Exercise → The reply must repeat each entry exactly and contain no pictures.
┌──
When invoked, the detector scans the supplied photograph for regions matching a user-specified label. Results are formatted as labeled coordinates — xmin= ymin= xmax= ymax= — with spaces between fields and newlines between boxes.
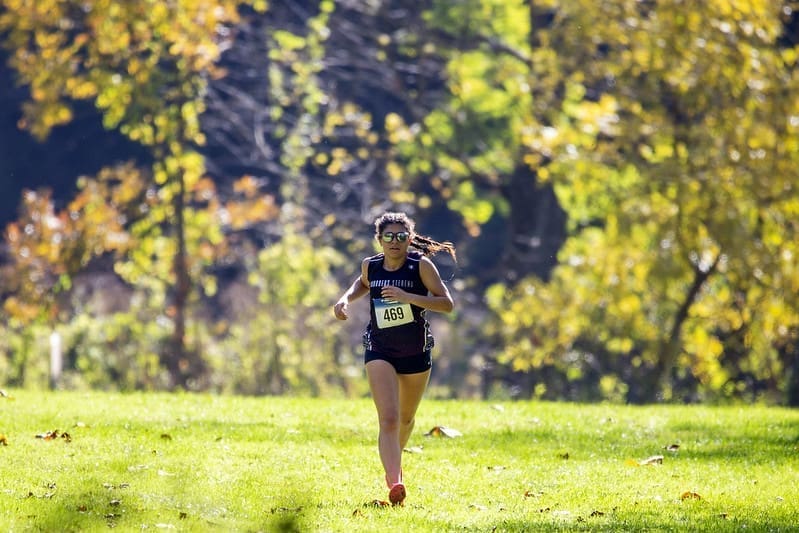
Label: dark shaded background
xmin=0 ymin=49 xmax=148 ymax=226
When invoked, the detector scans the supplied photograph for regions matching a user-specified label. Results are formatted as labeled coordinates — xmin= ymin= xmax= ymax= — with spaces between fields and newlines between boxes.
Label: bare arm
xmin=333 ymin=259 xmax=370 ymax=320
xmin=379 ymin=256 xmax=454 ymax=313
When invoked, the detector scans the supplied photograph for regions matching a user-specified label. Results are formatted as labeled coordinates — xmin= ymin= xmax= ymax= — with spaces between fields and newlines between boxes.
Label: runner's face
xmin=379 ymin=223 xmax=411 ymax=257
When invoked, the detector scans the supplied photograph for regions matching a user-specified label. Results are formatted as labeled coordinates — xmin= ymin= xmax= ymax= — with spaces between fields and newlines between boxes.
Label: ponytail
xmin=374 ymin=211 xmax=457 ymax=261
xmin=410 ymin=234 xmax=457 ymax=261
└──
Response to this exercise →
When invoked, the detector scans the supplied photograph for regions matching a user-specified label. Results are formatted as labeled coordinates — xmin= ymin= xmax= ymax= — with spaces between fields and newlines between boxes.
Label: dark shaded background
xmin=0 ymin=49 xmax=148 ymax=226
When invoked, the detector scans the supplied photograph for regions matching a user-specified label. Results are formatted as labeled coordinates — xmin= ymin= xmax= ymax= — with spaces between fields and newlines between boxes.
Label: bare arm
xmin=333 ymin=259 xmax=370 ymax=320
xmin=379 ymin=256 xmax=454 ymax=313
When invoked, the detector scans the supplied photograph for regions matching a user-specified label. Results are formatted as labeled coordinates — xmin= ymin= xmax= ymax= — with spaces between fields and newlines between boxes.
Label: runner's face
xmin=379 ymin=223 xmax=411 ymax=257
When invoked, the detector scans the supplied photograph for regions matching a user-specified label. Results are formatted as labeled coordinates — xmin= ymin= xmax= ymax= — with spaces between fields and newlines between boxes.
Label: ponytail
xmin=374 ymin=211 xmax=457 ymax=261
xmin=410 ymin=234 xmax=457 ymax=261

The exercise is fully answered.